照录下文关于 RT-Thread 静态内存管理的文章中的一段，自含有“rt_thread_startup(alloc_thread);”的字句起，至“(free_thread != RT_NULL)”止。

• [摘录]
============
本篇只要介绍这么使用STM32CubeMx工具添加RT-Thread操作系统组件,码代码的IDE是keil。介绍单线程SRAM静态内存使用。如果还不知道,这么使用STM32CubeMx工具添加RT-Thread操作系统组件,请移步到《基于 STM32CubeMX 添加 RT-Thread 操作系统组件(一)- 详细介绍操作步骤》文章阅读。好了,喝杯茶先^_^,继续前行。上一篇介绍关于《邮箱》
内存管理包含两种:1、静态内存管理;2、动态内存管理。
在实现这个功能之前,先去RT-Thread的源码仓库中获取,该文件在 rtthread--master\examples\kernel 路径下,名字叫cpuusage.c。
链接如下:
github
码云
#include "rtthread.h"
#include "main.h"
#include "stdio.h"
#if 0
//静态内存管理
/* 定义线程控制块 */
static rt_thread_t alloc_thread = RT_NULL;
static rt_thread_t free_thread = RT_NULL;
/* 定义内存池控制块 */
static rt_mp_t test_mp = RT_NULL;
/* 定义申请内存的指针 */
static rt_uint32_t *p_test = RT_NULL;
/* 变量声明 */
/* 相关宏定义 */
#define BLOCK_COUNT 20 //内存块数量
#define BLOCK_SIZE 3 //内存块大小
/* 函数声明 */
static void alloc_thread_entry(void* parameter);
static void free_thread_entry(void* parameter);
int MX_RT_Thread_Init(void)
{
rt_kprintf("This is an RTT static memory management experiment!\n");
rt_kprintf("Creating a memory pool...........\n");
/* 创建一个静态内存池 */
test_mp = rt_mp_create("test_mp",
BLOCK_COUNT,
BLOCK_SIZE);
if (test_mp != RT_NULL)
rt_kprintf("Static memory pool created successfully!\n\n");
/* 创建一个线程 */
alloc_thread = /* 线程控制块指针 */
rt_thread_create( "alloc", /* 线程名字 */
alloc_thread_entry, /* 线程入口函数 */
RT_NULL, /* 线程入口函数参数 */
512, /* 线程栈大小 */
1, /* 线程的优先级 */
20); /* 线程时间片 */
/* 启动线程,开启调度 */
if (alloc_thread != RT_NULL)
rt_thread_startup(alloc_thread);
else
return -1;
free_thread = /* 线程控制块指针 */
rt_thread_create( "free", /* 线程名字 */
free_thread_entry, /* 线程入口函数 */
RT_NULL, /* 线程入口函数参数 */
512, /* 线程栈大小 */
2, /* 线程的优先级 */
20); /* 线程时间片 */
/* 启动线程,开启调度 */
if (free_thread != RT_NULL)
rt_thread_startup(free_thread);
else
return -1;
}
/*
************************************************************
* 线程定义
*********************************************************
*/
static void alloc_thread_entry(void* parameter)
============
• [数据摘录]
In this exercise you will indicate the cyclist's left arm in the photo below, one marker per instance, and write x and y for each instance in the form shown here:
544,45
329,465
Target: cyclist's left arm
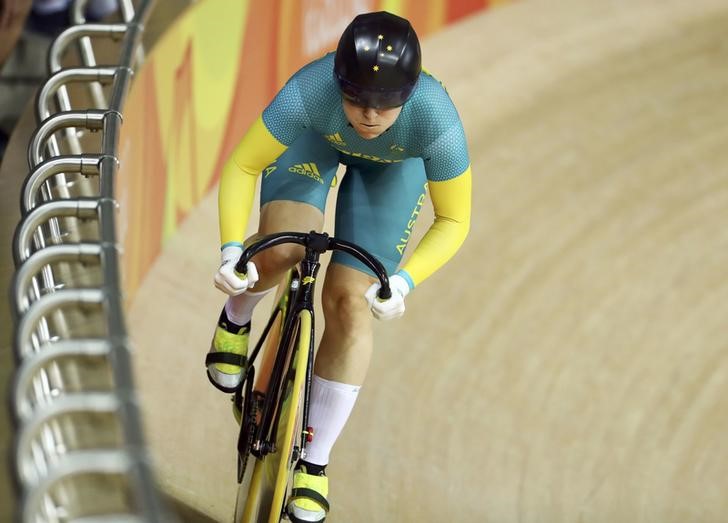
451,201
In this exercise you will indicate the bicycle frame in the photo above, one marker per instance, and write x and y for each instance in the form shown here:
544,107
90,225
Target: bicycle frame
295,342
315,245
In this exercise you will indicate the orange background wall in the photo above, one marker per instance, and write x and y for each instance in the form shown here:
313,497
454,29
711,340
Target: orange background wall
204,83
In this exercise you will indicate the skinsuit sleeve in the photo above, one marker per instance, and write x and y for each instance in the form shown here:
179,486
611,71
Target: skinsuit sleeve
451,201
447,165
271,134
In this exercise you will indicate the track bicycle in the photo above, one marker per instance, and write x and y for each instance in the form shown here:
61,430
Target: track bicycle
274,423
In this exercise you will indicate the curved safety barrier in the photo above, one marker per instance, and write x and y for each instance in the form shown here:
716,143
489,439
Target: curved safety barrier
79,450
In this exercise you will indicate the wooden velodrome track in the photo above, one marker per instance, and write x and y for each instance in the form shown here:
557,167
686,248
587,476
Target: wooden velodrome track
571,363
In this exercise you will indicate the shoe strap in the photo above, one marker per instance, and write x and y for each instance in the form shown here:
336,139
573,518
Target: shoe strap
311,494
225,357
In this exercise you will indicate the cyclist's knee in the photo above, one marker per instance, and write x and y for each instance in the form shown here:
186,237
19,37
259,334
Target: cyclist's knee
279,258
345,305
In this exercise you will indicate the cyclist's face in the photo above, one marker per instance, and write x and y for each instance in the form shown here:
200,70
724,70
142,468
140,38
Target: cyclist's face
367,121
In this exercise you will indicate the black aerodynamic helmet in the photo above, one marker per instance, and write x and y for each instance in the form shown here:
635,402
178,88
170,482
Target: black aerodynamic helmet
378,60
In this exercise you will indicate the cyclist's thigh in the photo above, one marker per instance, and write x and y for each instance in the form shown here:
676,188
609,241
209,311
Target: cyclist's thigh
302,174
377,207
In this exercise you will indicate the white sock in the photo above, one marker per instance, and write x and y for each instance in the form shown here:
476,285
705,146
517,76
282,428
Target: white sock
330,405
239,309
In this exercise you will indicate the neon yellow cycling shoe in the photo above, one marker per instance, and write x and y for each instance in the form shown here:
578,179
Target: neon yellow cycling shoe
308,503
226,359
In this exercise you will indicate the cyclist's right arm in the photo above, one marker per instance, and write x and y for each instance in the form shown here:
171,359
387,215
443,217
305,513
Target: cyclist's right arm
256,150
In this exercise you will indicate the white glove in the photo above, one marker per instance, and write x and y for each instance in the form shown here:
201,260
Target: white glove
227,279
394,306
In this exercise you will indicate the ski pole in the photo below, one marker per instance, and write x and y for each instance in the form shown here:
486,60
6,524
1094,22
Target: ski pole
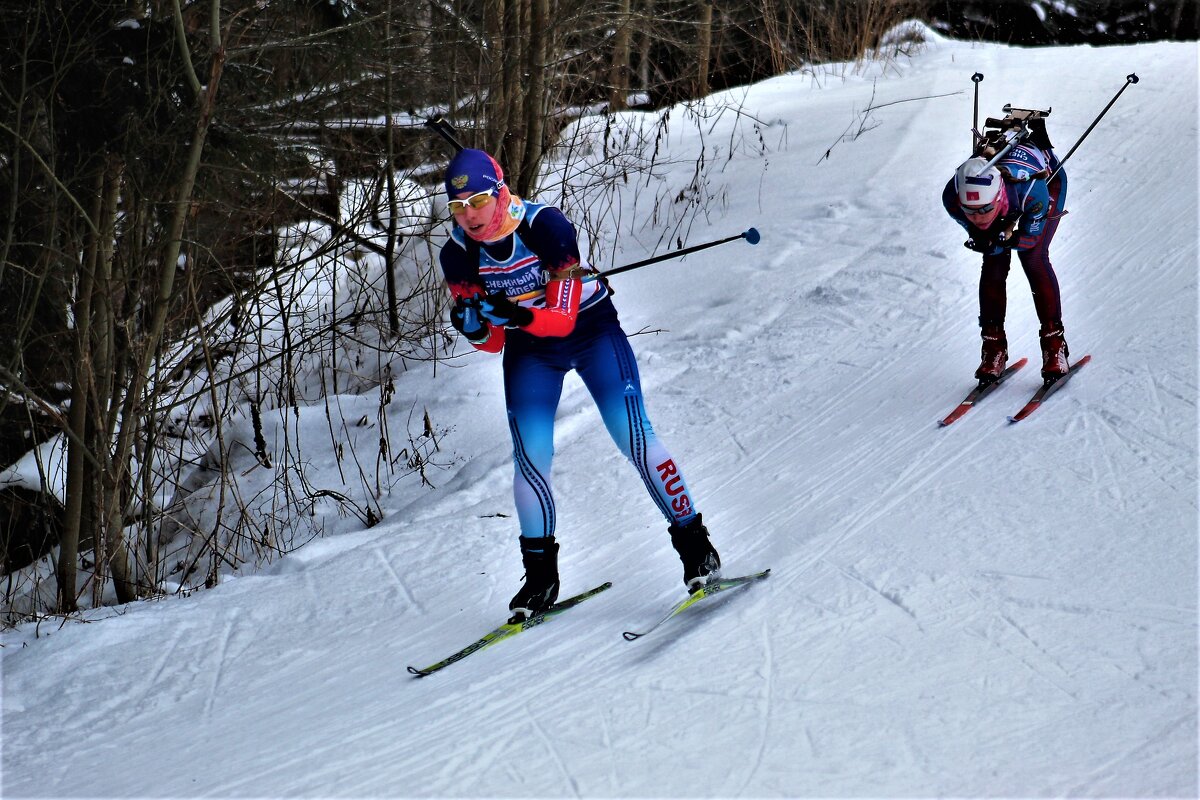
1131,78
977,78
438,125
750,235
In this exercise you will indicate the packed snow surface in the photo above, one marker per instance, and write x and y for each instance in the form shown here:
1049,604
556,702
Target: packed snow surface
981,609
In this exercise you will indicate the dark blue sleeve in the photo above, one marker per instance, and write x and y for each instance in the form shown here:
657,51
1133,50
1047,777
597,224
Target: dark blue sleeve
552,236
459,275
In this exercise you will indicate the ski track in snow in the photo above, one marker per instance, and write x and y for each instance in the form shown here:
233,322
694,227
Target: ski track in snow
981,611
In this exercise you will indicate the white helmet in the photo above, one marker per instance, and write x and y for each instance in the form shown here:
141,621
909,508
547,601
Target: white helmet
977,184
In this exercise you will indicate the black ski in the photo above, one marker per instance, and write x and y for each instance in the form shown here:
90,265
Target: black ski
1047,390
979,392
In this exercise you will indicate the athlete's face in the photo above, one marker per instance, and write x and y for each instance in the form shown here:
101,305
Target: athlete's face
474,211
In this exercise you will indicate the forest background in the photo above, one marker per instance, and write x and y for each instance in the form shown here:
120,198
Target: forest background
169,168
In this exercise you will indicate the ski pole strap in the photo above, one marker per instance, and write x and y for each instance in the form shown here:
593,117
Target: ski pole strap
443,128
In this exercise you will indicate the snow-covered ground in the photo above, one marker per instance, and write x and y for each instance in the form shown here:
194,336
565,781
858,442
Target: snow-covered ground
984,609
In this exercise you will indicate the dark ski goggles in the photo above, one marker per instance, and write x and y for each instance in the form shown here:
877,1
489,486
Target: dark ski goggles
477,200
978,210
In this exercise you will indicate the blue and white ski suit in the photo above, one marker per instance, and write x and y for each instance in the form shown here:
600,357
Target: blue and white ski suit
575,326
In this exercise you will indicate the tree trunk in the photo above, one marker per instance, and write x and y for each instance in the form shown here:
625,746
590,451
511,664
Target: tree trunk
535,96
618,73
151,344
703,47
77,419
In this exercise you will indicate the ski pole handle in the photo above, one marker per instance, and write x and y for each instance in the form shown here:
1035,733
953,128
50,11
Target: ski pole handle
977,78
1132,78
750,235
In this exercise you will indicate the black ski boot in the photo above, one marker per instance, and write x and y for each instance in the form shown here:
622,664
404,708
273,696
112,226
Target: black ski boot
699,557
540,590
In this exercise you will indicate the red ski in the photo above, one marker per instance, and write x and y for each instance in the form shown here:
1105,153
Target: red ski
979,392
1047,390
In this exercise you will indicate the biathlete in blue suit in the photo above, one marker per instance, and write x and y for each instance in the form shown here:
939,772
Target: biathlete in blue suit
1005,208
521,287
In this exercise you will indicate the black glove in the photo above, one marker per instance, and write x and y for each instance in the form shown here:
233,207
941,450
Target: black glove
============
• [任务答复]
rt_thread_startup(alloc_thread);
else
return -1;
free_thread = /* 线程控制块指针 */
rt_thread_create( "free", /* 线程名字 */
free_thread_entry, /* 线程入口函数 */
RT_NULL, /* 线程入口函数参数 */
512, /* 线程栈大小 */
2, /* 线程的优先级 */
20); /* 线程时间片 */
/* 启动线程,开启调度 */
if (free_thread != RT_NULL)